## START SOURCE MATERIAL
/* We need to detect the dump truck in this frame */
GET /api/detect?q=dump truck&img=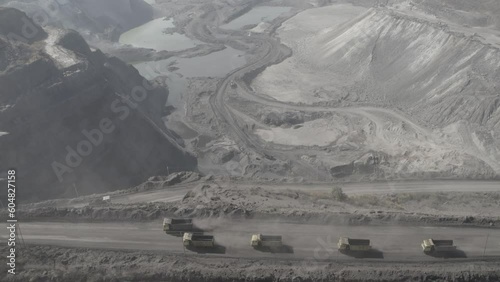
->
[421,239,457,254]
[337,237,372,252]
[182,232,215,248]
[163,218,194,235]
[250,234,283,248]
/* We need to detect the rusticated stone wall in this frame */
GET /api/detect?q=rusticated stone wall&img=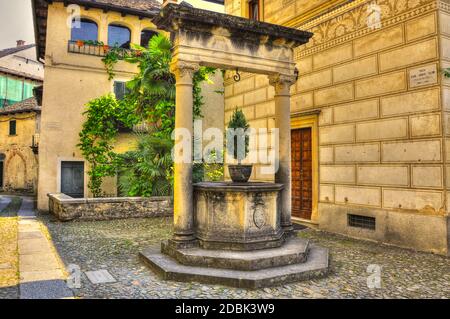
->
[48,194,173,221]
[225,0,450,253]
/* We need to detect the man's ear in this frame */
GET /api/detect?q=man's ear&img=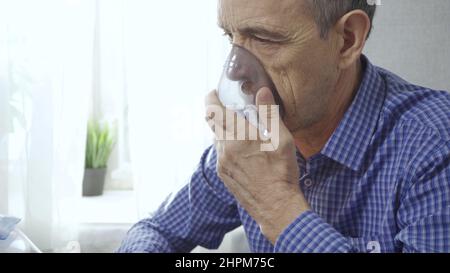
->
[335,10,371,69]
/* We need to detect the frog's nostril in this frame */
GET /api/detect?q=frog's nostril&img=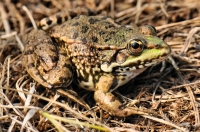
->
[155,44,161,49]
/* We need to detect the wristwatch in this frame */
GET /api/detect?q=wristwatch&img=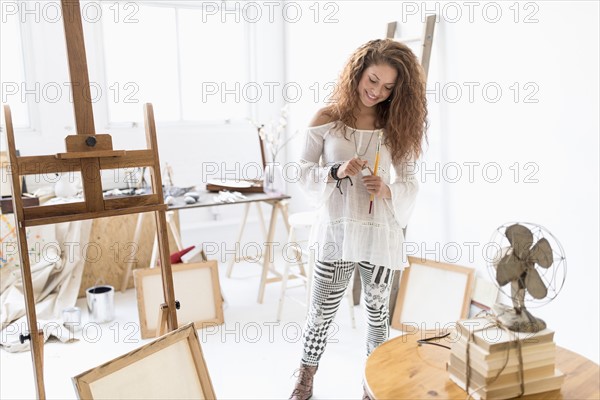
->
[330,163,342,181]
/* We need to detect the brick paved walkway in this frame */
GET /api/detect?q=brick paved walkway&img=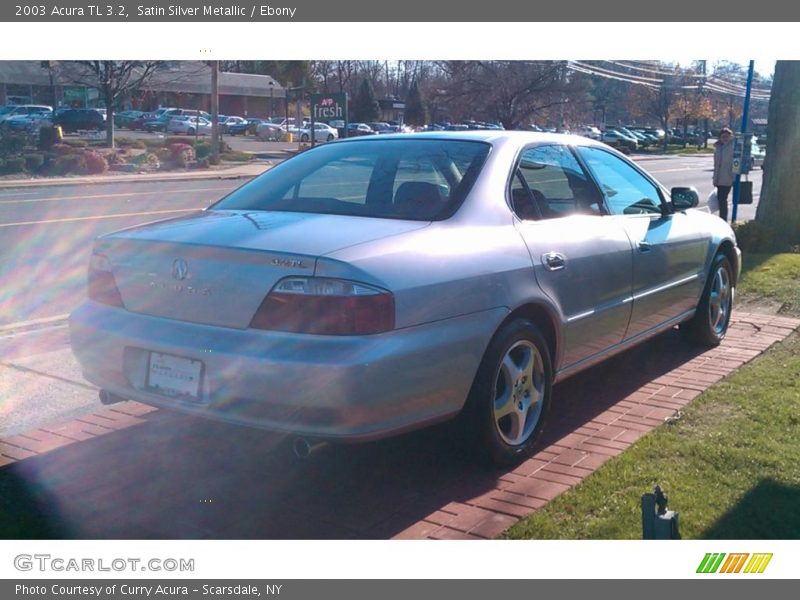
## END SOURCE MATERIAL
• [WHAT NEEDS TO BE DONE]: Convert every line of the entries above into a Markdown table with the columns Row and Line, numbering the rows and skipping any blank lines. Leave the pictures out of your answer.

• [TASK SOLUTION]:
| Row | Line |
|---|---|
| 1 | /* We need to detect the dump truck in this frame */ |
| 2 | GET /api/detect?q=dump truck&img= |
| 3 | -> |
| 4 | [421,239,457,254] |
| 5 | [337,237,372,252] |
| 6 | [182,232,215,248] |
| 7 | [163,218,194,235] |
| 8 | [250,234,283,248] |
| 9 | /* We need to detect the rusticated stone wall in this frame */ |
| 10 | GET /api/detect?q=rusticated stone wall&img= |
| 11 | -> |
| 12 | [48,194,173,221] |
| 13 | [225,0,450,253] |
| 14 | /* We need to detect the man's ear in this frame */ |
| 15 | GET /api/detect?q=man's ear&img= |
| 16 | -> |
| 17 | [335,10,371,69] |
| 18 | /* We need to detect the frog's nostril in this frame */ |
| 19 | GET /api/detect?q=frog's nostril&img= |
| 20 | -> |
| 21 | [155,44,161,49] |
| 22 | /* We need to detect the wristwatch in this frame */ |
| 23 | GET /api/detect?q=wristwatch&img= |
| 24 | -> |
| 25 | [330,163,342,181] |
| 26 | /* We need to detect the brick paved walkway in this frame */ |
| 27 | GET /api/detect?q=brick paved walkway&img= |